§ Task to complete: Find each line in the data below that contains the word "tree". Copy those lines out in full.

################

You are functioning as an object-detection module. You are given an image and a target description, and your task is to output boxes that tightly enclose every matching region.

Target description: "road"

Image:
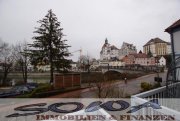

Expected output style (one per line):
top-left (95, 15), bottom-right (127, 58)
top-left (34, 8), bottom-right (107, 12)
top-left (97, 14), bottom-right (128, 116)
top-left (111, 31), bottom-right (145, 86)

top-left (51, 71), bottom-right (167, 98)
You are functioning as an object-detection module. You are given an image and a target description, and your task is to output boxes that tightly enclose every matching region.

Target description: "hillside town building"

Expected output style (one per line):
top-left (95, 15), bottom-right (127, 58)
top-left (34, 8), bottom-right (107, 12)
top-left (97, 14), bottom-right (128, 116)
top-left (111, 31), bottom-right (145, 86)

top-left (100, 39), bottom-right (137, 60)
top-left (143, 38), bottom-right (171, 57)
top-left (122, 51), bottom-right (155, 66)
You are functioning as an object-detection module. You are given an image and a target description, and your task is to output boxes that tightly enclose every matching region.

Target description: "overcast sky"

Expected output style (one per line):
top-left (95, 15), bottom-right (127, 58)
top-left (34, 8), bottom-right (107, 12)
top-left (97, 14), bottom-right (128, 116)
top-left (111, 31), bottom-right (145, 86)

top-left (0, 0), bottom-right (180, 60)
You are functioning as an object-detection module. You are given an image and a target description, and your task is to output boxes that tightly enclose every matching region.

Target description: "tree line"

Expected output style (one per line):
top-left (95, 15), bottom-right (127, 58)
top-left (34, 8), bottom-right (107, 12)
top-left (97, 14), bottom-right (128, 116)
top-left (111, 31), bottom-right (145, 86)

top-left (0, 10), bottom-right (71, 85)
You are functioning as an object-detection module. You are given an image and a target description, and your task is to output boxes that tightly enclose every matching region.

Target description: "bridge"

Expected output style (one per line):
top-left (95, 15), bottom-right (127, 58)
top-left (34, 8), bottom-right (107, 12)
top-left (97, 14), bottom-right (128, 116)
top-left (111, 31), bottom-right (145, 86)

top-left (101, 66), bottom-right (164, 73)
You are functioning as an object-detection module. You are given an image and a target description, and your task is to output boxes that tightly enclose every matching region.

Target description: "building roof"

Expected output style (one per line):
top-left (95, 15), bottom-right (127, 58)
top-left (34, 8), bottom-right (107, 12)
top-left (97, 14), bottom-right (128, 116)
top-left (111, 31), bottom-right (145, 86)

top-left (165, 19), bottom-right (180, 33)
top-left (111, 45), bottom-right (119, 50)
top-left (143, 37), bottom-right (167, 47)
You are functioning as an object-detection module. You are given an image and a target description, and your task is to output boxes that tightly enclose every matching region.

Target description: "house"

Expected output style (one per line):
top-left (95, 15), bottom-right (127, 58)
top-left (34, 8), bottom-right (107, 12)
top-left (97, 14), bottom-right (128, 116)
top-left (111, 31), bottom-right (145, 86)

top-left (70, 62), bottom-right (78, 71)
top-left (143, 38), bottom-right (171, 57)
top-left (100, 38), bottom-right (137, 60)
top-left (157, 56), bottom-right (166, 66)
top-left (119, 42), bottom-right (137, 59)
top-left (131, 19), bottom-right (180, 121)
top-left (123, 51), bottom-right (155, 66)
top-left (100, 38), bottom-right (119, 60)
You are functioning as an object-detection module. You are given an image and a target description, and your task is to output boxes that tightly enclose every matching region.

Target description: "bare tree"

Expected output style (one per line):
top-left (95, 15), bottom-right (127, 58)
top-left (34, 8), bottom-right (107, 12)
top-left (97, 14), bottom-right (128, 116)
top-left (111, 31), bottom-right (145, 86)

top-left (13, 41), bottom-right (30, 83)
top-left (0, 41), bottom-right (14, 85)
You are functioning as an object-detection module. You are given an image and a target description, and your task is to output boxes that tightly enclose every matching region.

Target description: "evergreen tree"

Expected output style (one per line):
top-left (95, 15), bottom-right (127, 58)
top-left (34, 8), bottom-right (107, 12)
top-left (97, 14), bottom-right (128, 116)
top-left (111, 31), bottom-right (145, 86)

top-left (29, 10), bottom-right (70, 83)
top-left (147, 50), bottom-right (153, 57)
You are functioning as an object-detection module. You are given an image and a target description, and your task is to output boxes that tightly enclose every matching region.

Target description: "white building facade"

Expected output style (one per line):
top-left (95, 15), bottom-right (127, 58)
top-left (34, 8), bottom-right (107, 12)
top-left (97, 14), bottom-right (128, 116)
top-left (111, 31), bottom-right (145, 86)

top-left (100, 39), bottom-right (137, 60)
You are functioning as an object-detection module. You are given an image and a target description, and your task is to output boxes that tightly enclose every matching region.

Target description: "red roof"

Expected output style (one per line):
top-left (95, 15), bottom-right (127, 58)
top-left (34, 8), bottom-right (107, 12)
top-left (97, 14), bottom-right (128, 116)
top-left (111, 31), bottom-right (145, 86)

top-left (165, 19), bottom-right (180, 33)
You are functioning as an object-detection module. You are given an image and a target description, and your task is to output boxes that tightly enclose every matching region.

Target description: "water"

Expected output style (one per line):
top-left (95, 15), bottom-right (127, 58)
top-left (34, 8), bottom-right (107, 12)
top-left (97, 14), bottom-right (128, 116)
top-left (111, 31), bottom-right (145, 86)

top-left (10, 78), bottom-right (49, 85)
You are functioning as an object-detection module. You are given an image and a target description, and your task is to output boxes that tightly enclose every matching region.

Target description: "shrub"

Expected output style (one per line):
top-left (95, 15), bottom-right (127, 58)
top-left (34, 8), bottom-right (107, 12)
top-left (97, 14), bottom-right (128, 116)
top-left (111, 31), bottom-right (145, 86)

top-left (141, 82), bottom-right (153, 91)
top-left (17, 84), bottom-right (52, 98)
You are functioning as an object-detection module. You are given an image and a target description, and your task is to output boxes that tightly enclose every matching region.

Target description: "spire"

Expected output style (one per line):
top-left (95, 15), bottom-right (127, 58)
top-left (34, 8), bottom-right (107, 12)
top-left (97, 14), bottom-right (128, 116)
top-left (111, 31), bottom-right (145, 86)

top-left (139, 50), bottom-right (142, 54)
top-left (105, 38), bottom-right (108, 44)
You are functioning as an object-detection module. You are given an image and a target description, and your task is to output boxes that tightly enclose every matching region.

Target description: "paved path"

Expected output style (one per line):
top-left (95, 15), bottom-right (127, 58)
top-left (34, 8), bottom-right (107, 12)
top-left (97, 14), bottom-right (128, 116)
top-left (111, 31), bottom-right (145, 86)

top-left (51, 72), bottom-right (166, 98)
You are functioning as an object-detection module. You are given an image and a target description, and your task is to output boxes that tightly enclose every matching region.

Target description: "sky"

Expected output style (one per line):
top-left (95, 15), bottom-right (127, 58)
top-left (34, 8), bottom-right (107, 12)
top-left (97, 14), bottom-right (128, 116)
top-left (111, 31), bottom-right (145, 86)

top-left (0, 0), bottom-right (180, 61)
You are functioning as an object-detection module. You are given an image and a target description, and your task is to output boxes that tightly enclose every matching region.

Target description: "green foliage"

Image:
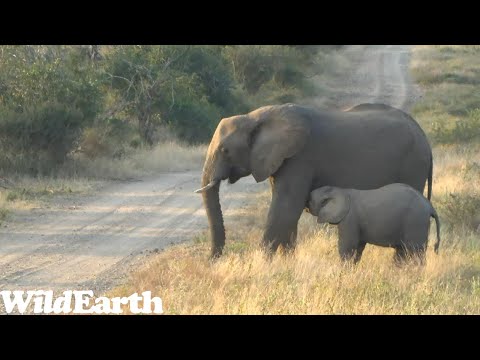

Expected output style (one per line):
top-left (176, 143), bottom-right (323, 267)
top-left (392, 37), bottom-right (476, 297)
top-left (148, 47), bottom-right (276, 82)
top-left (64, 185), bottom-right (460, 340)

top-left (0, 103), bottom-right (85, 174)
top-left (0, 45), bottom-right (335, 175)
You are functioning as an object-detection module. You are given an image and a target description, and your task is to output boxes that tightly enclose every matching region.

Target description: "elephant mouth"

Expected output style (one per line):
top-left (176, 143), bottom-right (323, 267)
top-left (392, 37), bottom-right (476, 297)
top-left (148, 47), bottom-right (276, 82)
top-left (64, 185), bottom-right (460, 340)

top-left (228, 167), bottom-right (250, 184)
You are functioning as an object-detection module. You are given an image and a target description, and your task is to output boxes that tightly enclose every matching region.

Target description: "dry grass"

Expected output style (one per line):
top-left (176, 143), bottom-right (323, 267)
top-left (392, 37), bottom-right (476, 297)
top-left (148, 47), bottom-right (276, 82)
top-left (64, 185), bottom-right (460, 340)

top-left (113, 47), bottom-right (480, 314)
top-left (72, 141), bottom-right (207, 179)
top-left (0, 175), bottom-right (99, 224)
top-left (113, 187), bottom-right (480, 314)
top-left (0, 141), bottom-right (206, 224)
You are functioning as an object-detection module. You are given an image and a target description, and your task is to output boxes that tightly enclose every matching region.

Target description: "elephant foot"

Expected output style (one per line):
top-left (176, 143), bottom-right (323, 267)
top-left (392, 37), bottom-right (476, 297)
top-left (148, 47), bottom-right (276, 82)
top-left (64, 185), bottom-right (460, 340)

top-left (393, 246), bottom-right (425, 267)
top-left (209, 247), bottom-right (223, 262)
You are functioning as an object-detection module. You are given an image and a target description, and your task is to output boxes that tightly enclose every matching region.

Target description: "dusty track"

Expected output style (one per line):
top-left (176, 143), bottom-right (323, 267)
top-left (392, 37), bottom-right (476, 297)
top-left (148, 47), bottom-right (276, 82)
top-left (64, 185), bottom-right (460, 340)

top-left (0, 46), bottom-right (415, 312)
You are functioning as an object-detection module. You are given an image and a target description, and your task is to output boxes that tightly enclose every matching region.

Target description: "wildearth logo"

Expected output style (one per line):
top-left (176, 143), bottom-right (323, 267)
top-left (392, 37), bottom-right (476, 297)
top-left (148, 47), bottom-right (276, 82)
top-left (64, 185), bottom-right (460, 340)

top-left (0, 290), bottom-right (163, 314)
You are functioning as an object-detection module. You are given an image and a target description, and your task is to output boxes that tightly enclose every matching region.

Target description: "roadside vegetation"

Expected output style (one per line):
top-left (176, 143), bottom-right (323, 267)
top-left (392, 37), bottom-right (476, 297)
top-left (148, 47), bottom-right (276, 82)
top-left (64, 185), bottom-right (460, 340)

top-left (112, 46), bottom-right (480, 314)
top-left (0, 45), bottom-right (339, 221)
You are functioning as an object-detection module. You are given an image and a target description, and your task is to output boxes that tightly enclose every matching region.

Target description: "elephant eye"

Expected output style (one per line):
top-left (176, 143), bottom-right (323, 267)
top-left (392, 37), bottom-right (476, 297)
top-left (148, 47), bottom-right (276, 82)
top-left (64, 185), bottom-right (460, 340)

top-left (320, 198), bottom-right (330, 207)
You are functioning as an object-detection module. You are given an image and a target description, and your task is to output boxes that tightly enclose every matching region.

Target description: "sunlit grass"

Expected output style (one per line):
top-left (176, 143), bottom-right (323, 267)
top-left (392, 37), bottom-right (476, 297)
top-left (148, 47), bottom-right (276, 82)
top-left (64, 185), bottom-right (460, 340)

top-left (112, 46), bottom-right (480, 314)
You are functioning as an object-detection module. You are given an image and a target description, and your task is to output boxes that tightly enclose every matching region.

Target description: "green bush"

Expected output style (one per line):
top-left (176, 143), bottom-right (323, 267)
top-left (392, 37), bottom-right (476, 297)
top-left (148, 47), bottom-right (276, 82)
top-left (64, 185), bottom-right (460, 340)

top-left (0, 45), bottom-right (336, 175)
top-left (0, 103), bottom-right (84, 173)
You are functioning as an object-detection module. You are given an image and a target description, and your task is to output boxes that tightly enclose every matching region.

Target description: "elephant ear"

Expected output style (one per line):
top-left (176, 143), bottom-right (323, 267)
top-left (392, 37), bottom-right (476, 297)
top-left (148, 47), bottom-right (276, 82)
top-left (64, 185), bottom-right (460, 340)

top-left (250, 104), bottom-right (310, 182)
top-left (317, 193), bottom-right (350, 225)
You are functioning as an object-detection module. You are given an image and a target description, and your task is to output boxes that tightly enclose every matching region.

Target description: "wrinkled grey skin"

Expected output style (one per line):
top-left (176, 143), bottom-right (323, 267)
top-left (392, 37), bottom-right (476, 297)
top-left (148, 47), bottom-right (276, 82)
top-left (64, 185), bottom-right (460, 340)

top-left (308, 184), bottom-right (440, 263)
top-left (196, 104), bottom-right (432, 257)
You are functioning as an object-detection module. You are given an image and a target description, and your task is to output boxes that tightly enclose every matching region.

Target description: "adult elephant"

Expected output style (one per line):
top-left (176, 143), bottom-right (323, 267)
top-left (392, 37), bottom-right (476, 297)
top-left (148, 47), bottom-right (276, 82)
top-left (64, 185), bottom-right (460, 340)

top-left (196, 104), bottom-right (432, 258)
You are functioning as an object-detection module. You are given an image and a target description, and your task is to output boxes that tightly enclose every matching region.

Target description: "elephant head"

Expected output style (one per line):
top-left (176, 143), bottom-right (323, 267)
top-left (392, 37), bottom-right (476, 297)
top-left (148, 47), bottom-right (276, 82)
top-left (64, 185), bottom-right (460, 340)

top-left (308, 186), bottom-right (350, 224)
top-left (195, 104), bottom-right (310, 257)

################

§ Exercise response:
Target description: "tree line"
Target description: "bare tree"
Target description: "evergreen tree"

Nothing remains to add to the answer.